**Written problem:**
Output, unchanged, the lines below, starting at the line that contains "of the side" and stopping after the line that contains "[[183, 266], [153, 259], [124, 254], [98, 245]]".

[BEGIN Data to process]

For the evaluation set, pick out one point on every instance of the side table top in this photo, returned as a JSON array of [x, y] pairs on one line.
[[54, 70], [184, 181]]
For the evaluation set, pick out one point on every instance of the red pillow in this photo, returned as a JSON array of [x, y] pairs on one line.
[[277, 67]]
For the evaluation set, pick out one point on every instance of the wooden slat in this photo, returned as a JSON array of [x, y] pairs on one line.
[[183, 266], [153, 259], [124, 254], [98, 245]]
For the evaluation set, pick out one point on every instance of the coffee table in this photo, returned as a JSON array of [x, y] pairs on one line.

[END Data to process]
[BEGIN Data to process]

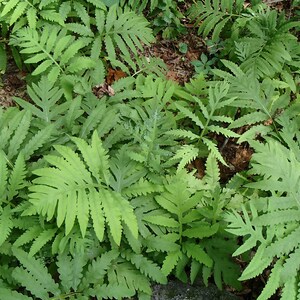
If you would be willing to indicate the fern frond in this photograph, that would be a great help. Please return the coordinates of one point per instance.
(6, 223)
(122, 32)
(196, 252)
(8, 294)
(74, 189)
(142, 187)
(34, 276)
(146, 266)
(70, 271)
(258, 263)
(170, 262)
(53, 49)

[END Data to process]

**Result of the exercise:**
For the evaluation set, pick out one point on every instance of the side table top in this photo, returned as a JSON array of [x, y] pairs on one line.
[[54, 70], [184, 181]]
For the evaluation set, pick out one point on every instance of the red pillow in this photo, returned as a JSON array of [x, y] pairs on one line.
[[277, 67]]
For the evaluation set, pick out one point on every instance of the wooden slat in this photo, returned as a JSON array of [x, y] pairs on one line.
[[183, 266], [153, 259], [124, 254], [98, 245]]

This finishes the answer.